Your task - Below is a listing; reproduce each line of it exactly.

Information provided -

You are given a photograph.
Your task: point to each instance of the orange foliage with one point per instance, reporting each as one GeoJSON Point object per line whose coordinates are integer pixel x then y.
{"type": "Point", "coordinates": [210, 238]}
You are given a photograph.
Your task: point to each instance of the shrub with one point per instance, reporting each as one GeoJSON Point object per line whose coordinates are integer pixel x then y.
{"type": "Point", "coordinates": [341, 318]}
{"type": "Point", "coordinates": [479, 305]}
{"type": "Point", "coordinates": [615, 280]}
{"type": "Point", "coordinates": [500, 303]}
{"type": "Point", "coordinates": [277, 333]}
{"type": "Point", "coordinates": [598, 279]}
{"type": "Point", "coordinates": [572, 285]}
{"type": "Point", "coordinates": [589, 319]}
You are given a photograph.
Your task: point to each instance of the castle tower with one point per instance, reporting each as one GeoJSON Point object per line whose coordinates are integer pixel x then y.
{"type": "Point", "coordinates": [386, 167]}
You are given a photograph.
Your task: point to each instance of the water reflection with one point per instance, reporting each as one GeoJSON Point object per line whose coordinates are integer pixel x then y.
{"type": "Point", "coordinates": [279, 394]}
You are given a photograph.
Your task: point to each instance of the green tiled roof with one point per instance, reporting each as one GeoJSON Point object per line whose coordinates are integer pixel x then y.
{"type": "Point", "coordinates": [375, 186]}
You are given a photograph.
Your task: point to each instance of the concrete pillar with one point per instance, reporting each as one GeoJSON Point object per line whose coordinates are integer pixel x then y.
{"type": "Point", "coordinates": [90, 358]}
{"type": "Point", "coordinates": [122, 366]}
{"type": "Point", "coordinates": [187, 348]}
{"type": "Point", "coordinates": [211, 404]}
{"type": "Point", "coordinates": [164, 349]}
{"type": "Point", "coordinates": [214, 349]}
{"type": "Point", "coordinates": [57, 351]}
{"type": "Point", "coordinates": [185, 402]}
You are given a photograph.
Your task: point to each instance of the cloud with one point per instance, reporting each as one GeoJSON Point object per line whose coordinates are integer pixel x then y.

Exercise result -
You are given a photograph.
Your task: point to each instance of the orange foliage with one point per instance, reporting each as one GeoJSON Point object per line whose coordinates are integer pixel x then y.
{"type": "Point", "coordinates": [210, 238]}
You are given a photograph.
Your task: point to each instance of the shrub with one point per instance, reporting each as one GeoJSON Point object per line whose coordinates are integer pixel x then y.
{"type": "Point", "coordinates": [341, 318]}
{"type": "Point", "coordinates": [479, 305]}
{"type": "Point", "coordinates": [615, 280]}
{"type": "Point", "coordinates": [500, 303]}
{"type": "Point", "coordinates": [277, 333]}
{"type": "Point", "coordinates": [598, 279]}
{"type": "Point", "coordinates": [572, 285]}
{"type": "Point", "coordinates": [589, 319]}
You are given a photograph.
Your task: point to each instance of the castle tower with one point per instance, reporting each as one GeoJSON Point object per line whose coordinates are integer pixel x then y.
{"type": "Point", "coordinates": [386, 167]}
You are given a photograph.
Your task: point to each instance of the water reflection with one point per instance, reporting each as one GeoJSON Point object per line whose coordinates are integer pixel x then y.
{"type": "Point", "coordinates": [279, 394]}
You are given a photograph.
Your task: point to each instance of the green tiled roof with one point per instance, reporting each as one GeoJSON Point object per line whose coordinates are integer pixel x then y.
{"type": "Point", "coordinates": [375, 186]}
You are given a photograph.
Your task: point to each instance of the concrete pillar with one point per instance, reporting each as one GeoJSON Point object per line whose coordinates are integer pixel x then y.
{"type": "Point", "coordinates": [90, 358]}
{"type": "Point", "coordinates": [122, 366]}
{"type": "Point", "coordinates": [187, 348]}
{"type": "Point", "coordinates": [211, 404]}
{"type": "Point", "coordinates": [164, 349]}
{"type": "Point", "coordinates": [214, 349]}
{"type": "Point", "coordinates": [57, 351]}
{"type": "Point", "coordinates": [185, 402]}
You are given a photograph.
Your task: point to each instance of the cloud with one point per instance, reporting each as one GeoJSON Point object per line whose coordinates are integer pixel x then y.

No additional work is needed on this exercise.